╭─ DATA ENTRIES

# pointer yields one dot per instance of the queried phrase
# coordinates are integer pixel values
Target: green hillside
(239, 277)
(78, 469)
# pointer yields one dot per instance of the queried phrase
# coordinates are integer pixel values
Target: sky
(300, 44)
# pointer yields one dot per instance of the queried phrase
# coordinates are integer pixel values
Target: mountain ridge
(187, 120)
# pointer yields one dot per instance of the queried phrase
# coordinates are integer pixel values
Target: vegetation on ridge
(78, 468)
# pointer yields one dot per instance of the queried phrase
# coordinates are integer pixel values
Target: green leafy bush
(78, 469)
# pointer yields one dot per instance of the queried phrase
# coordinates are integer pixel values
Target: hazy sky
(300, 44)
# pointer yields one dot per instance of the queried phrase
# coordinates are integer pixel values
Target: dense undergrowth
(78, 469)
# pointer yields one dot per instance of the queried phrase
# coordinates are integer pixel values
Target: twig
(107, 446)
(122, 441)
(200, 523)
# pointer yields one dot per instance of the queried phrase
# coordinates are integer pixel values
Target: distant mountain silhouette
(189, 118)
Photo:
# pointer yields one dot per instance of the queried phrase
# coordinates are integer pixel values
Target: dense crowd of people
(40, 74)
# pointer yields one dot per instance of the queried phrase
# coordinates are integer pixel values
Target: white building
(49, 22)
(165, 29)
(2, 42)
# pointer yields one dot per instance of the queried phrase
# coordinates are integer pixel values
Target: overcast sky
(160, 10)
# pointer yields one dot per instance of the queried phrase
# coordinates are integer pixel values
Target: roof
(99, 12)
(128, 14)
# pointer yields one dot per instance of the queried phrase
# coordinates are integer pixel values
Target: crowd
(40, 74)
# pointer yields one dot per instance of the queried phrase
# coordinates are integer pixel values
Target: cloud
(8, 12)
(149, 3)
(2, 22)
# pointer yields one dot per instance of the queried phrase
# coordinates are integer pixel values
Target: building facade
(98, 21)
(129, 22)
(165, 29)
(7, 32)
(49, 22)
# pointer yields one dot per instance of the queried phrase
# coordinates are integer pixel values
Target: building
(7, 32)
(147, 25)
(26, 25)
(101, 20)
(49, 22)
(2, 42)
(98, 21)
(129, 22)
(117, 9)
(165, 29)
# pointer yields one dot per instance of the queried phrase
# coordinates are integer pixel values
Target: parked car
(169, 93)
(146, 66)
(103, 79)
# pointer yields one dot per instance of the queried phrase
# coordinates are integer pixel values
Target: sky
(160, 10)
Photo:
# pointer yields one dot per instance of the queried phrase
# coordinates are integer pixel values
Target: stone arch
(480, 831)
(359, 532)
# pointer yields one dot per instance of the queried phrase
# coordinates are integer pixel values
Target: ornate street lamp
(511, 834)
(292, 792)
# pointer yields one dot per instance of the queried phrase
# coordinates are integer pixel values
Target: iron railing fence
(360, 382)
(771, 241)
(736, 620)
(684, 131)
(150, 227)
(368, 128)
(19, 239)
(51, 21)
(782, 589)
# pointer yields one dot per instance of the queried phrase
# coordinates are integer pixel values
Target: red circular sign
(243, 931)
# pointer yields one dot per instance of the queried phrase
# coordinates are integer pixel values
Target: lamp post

╰─

• **INSTRUCTIONS TO FOLLOW**:
Retype every record above exactly as written.

• **TASK OUTPUT**:
# pointer yields one dot per instance of the queried phrase
# coordinates are integer pixel values
Target: green hillside
(239, 277)
(78, 469)
# pointer yields one dot per instance of the queried phrase
# coordinates are integer pixel values
Target: sky
(300, 44)
# pointer yields one dot per instance of the queried phrase
# coordinates are integer pixel values
Target: mountain ridge
(187, 120)
# pointer yields one dot per instance of the queried phrase
# coordinates are integer pixel values
Target: vegetation on ridge
(78, 468)
# pointer yields one dot per instance of the queried phrase
# coordinates are integer pixel values
Target: green leafy bush
(78, 469)
# pointer yields one dot per instance of the queried phrase
# coordinates are integer pixel values
Target: hazy sky
(300, 44)
# pointer yields one dot per instance of the queried phrase
# coordinates are integer pixel values
Target: dense undergrowth
(78, 469)
# pointer yields one dot per instance of the queried phrase
# coordinates are integer pixel values
Target: twig
(107, 446)
(122, 441)
(200, 523)
# pointer yields one dot per instance of the queried phrase
# coordinates are integer pixel values
Target: distant mountain silhouette
(189, 118)
Photo:
# pointer yields one dot per instance of the queried phrase
# coordinates are integer pixel values
Target: dense crowd of people
(40, 74)
# pointer yields one dot per instance of the queried phrase
# coordinates are integer pixel values
Target: white building
(49, 22)
(165, 29)
(2, 42)
# pointer yields one dot per instance of the queried phrase
# coordinates are integer pixel values
Target: overcast sky
(160, 10)
# pointer yields one dot per instance of the queried phrase
# coordinates are integer pixel values
Target: roof
(99, 12)
(128, 14)
# pointer yields one dot per instance of the queried phrase
# coordinates are integer pixel values
Target: crowd
(40, 74)
# pointer yields one dot per instance of the queried phrase
# coordinates are integer pixel values
Target: cloud
(8, 12)
(149, 3)
(2, 22)
# pointer yields one dot per instance of the queried phrase
# coordinates are integer pixel values
Target: building facade
(98, 21)
(129, 22)
(165, 29)
(7, 32)
(49, 22)
# pointer yields one dot per instance of the queried phrase
# coordinates are integer pixel values
Target: building
(7, 32)
(147, 25)
(26, 25)
(101, 20)
(49, 22)
(2, 42)
(98, 21)
(129, 22)
(117, 9)
(165, 29)
# pointer yields one dot per instance of the queried phrase
# coordinates are integer pixel values
Target: parked car
(169, 93)
(146, 66)
(103, 79)
# pointer yields one dot per instance of the queried phrase
# coordinates are integer pixel values
Target: sky
(160, 10)
Photo:
# pointer yields one dot per instance of the queried phrase
# coordinates are integer pixel values
Target: stone arch
(480, 831)
(359, 532)
# pointer yields one dot per instance of the queried phrase
# coordinates are integer pixel values
Target: ornate street lamp
(511, 834)
(292, 792)
# pointer yields one dot per instance of the queried phrase
# coordinates are integer pixel values
Target: iron railing fence
(360, 382)
(771, 241)
(736, 620)
(684, 131)
(150, 227)
(368, 128)
(19, 239)
(51, 21)
(782, 589)
# pointer yields one dot per instance of the queried phrase
# coordinates are integer pixel values
Target: red circular sign
(243, 931)
# pointer yields one dot per instance of the queried phrase
# coordinates are integer pixel values
Target: lamp post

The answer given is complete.